As I’ve come to understand more about the present state of the Finger Lakes wine industry, a few key topics seem to bubble up to the top consistently. One that I find to be important is the question of whether or not there is a divide or segmentation of the wine producers here based on the types of grapes being planted and produced by each winery.
The Finger Lakes wine industry has a history steeped in plantings of native varieties such as Concord and Catawba and some of its best-selling wines still reflect a significant demand for these wine varietals as well as for hybrids. It seems that there is a bit of a divide amongst those producers who are catering to this sweet wine-drinking consumer, in some ways the lifeblood of the region, and those who are throwing themselves into producing vinifera varietals such as Riesling, Gewürztraminer and Cabernet Franc in a dry style that are attractive to a more sophisticated palate, for those wine geeks and foodies among us.
And I’ve seen wine lists at wineries that incorporate both sweet, native varietals and vinifera. Where is the future of the Finger Lakes in regards to native vs. vinifera? Do you feel a divide amongst producers with one side all for producing the sweeter style wines vs. those who are much more interested in perfecting their vinifera offerings? Will vinifera varietals continue to put the Finger Lakes “on the map” as a serious world-class wine producing region, overshadowing the image that clings to the region because of its history of producing sweet wines? I wonder if there should be a separation in marketing efforts for the two segments. Are the sweet wine-only producers dragging the vinifera producers down in terms of the perception of Finger Lakes Wine Country? Or is there some way to use the diversity of wine offerings available in the Finger Lakes to our advantage and tout the region as one that offers both ends of the spectrum, appealing to many types of wine palate?

-*-

== TASK REQUIREMENTS ==
Copy out the stretch of the Finger Lakes wine piece from "As I’ve come" through "by each winery.", swapping "key topics" for "main themes".

== DATA LISTING ==
-*-

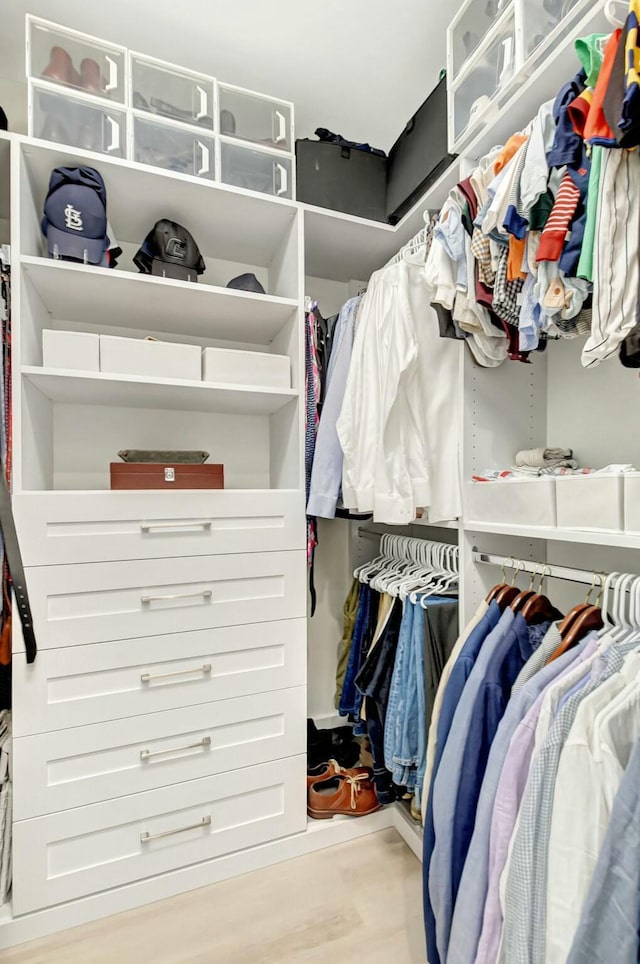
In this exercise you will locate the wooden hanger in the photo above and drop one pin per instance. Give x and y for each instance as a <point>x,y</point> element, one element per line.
<point>509,593</point>
<point>539,607</point>
<point>501,585</point>
<point>586,620</point>
<point>573,614</point>
<point>518,602</point>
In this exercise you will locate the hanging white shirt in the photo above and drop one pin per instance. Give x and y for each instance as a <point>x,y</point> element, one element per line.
<point>591,767</point>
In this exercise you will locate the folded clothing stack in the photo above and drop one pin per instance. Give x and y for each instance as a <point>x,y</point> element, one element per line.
<point>541,461</point>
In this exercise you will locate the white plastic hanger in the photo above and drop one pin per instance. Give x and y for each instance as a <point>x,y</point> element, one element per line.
<point>610,8</point>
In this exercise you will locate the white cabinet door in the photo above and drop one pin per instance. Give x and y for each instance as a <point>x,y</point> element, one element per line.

-*-

== RESULT FOR THIS EXERCISE ==
As I’ve come to understand more about the present state of the Finger Lakes wine industry, a few main themes seem to bubble up to the top consistently. One that I find to be important is the question of whether or not there is a divide or segmentation of the wine producers here based on the types of grapes being planted and produced by each winery.